> [PASSAGE PROVIDED]:
*** Block opens ***
In warfare, the harpago took on a much larger and more formidable form and was said to have been invented by Pericles. It was similar to the Roman harpagones or manus ferreae, and was used as a grappling iron to capture enemy ships. These were large, iron hooks designed to latch onto the rigging or hull of opposing vessels. Once a harpago secured its hold on an enemy ship, it could be used to drag the ship closer to the attacker’s vessel, allowing for easier boarding or destruction.
It was used by Duilius against the Carthaginians.

It was also used by Marcus Vipsanius Agrippa against Sextus Pompey during the naval battles of the Sicilian revolt. It was deployed at the Battle of Naulochus in 36 BC. Appian explains the device was "called the 'grip', a piece of wood, five cubits long bound with iron and having rings at the extremities. To one of these rings was attached the grip itself, an iron claw, to the other numerous ropes, which drew it by machine power after it had been thrown by a catapult and had seized the enemy's ships."

The harpax had a distinct advantage over the traditional naval boarding device, the corvus, in that it was much lighter. The corvus boarding bridge is estimated to have weighed a ton. The harpax could be thrown long distances due its light weight. It was discharged by a ballista as if it were a heavy dart. Furthermore, the harpax was composed of iron bands that could not be cut, and the ropes could not be cut due to the length of the iron grapple. Appian notes "As this apparatus had never been known before, the enemy had not provided themselves with scythe-mounted poles."

The casualty totals provide a broad picture of the tool's effectiveness: Sextus lost 180 of a total force of 300 warships - 28 by ramming and 155 by capture and by fire.
*** Block closes ***
> [DATA EXTRACTS]:
*** Block opens ***
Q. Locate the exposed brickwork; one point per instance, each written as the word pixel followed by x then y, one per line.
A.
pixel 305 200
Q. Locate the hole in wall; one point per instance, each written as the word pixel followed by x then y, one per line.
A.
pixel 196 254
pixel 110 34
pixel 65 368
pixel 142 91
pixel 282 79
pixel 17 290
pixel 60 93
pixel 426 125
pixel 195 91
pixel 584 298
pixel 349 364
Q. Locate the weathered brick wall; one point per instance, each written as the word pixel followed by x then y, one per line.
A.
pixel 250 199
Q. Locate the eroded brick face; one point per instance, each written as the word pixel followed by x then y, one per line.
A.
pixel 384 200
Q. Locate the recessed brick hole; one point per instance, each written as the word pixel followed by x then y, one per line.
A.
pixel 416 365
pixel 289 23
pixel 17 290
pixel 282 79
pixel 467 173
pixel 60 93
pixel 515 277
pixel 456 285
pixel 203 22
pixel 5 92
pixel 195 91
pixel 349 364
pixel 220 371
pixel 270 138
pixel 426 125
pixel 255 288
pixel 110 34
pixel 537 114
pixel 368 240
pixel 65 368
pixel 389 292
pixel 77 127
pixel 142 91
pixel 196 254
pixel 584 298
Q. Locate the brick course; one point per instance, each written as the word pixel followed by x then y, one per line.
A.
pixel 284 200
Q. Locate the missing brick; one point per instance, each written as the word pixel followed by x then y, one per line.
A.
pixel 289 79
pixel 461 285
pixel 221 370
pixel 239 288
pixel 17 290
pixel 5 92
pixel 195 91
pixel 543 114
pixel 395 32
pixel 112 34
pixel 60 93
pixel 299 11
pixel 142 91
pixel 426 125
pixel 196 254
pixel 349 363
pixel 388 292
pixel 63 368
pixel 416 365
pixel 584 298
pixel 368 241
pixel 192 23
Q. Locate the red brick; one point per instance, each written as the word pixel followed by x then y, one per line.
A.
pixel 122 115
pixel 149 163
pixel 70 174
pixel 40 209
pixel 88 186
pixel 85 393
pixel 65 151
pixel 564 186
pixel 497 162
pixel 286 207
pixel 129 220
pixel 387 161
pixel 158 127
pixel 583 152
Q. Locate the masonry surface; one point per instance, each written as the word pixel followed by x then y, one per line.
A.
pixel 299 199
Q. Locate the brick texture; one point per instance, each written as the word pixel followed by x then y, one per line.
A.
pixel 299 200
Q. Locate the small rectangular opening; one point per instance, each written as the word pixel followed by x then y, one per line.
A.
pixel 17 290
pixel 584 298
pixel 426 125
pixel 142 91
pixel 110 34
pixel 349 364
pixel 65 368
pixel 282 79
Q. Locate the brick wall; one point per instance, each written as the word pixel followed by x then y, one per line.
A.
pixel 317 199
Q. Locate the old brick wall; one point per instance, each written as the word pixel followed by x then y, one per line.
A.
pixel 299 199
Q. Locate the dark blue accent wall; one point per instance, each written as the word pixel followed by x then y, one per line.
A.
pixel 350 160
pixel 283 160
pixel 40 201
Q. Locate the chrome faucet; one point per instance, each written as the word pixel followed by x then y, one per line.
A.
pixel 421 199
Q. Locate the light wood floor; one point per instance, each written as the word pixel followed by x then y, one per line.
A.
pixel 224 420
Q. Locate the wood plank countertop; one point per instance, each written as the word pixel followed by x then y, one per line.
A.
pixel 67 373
*** Block closes ***
Answer these questions from the passage on the harpago above.
(a) Who was said to have invented the harpago?
(b) According to Appian, how long was the piece of wood in the device?
(c) How much is the corvus boarding bridge estimated to have weighed?

(a) Pericles
(b) Five cubits
(c) A ton